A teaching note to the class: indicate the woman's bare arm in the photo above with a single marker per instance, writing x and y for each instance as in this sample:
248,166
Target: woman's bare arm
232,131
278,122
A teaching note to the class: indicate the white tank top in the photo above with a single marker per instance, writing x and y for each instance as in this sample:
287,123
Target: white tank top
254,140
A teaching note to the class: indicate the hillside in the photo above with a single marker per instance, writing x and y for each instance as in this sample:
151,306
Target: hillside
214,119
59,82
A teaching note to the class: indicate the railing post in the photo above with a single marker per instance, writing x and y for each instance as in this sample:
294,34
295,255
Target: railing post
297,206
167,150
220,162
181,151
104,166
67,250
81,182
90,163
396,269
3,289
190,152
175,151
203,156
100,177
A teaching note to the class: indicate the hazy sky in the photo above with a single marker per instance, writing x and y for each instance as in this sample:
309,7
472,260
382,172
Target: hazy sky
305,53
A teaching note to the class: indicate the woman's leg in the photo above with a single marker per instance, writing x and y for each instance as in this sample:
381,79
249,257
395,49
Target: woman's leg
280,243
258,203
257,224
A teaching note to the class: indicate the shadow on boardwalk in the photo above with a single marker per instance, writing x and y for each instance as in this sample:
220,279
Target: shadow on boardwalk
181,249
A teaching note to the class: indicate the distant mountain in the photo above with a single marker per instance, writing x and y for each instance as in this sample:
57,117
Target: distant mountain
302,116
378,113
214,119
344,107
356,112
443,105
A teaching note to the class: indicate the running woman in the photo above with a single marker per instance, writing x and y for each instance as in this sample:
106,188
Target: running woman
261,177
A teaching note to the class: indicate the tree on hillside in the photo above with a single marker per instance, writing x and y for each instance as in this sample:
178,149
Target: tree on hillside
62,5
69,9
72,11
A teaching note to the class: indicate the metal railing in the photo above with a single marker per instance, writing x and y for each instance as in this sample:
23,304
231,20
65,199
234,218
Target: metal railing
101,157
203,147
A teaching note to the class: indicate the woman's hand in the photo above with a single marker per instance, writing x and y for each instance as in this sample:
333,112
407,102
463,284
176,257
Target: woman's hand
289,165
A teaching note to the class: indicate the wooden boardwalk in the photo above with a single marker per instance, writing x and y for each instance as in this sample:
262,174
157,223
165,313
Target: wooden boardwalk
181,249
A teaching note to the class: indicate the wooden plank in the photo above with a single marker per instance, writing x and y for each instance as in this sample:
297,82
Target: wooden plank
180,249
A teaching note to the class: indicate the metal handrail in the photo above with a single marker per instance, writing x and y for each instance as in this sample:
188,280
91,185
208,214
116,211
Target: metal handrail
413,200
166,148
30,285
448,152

Directions for this task
What is needed is a faithful transcription of every entry.

Result for this exercise
A teaching note to the class: indicate the woman's bare arm in the photo above with a single marker per instance, writing x and y for each instance as in this sample:
248,166
Target: woman's bare arm
232,131
278,122
A teaching note to the class: indicate the white tank top in the photo above with a single marker per instance, writing x and y for each instance as in this sample:
287,123
Target: white tank top
254,140
A teaching note to the class: indicate the hillside in the photo above with a single marker per instance, writing x and y for each instance as in this sample:
151,306
Target: hillside
214,119
59,82
A teaching note to the class: indicate the railing post in the photo above with a single marker per instance, writing x and y for each instance as in this sample:
294,34
295,255
Target: railing post
297,206
167,150
220,162
181,151
104,166
67,250
81,182
90,163
396,269
3,289
190,152
175,151
203,156
100,177
A teaching note to the class: indicate the hazy sky in the photo above with a single marker per instance, writing x and y for each instance as in this sample:
309,7
472,260
382,172
Target: hazy sky
305,53
A teaching note to the class: indicate the woman's leg in the photo above with a single marker per instance, writing x and y for each instance as in this sample:
381,79
249,257
395,49
Target: woman's leg
280,243
258,203
257,224
A teaching note to the class: indicate the shadow on boardwalk in the photo above with a single marker per instance, writing x and y for each instance as in this sample:
220,279
Target: shadow on boardwalk
181,249
A teaching note to the class: indicate the distant mountain in the photo above with a single marker per instance, writing x and y for each instance as in this sample:
57,117
Target: distant mountain
302,116
378,113
214,119
344,107
356,112
443,105
A teaching note to the class: indicate the running woman in the photo above with a single marker per instance, writing x and y for each instance as in this sample:
106,188
Target: running woman
261,177
A teaching note to the class: indicate the tree on hillside in the photo above with a single marker per instance, writing x and y for each instance as in this sample:
178,149
Target: tree on hillside
62,5
69,9
72,11
A teaching note to the class: indicate the metal railing in the photo above with a single marker per instance, writing x and y for each instance as in this sample:
23,304
231,20
65,199
234,218
Target: metal railing
101,157
203,147
A teaching note to the class: indicate the woman's hand in the photo above with a single marker per instance, writing x and y for each instance as in this sample:
333,112
407,102
463,284
176,257
Target: woman's hand
289,165
A teaching note to the class: indicate the wooden boardwalk in the photo above with a single marker per instance, writing x and y for each instance as in this sample:
262,174
157,223
165,313
Target: wooden boardwalk
181,249
A teaching note to the class: indicate the wooden plank in the photo above with a single marker per instance, writing x and y for each instance as in this sample:
297,82
Target: wooden plank
180,249
A teaching note to the class: indicate the metal handrail in the photo above with a single marker per instance, writing x and y for each instance as in this sample:
188,280
91,185
208,214
116,211
Target: metal handrail
413,200
166,148
30,285
448,152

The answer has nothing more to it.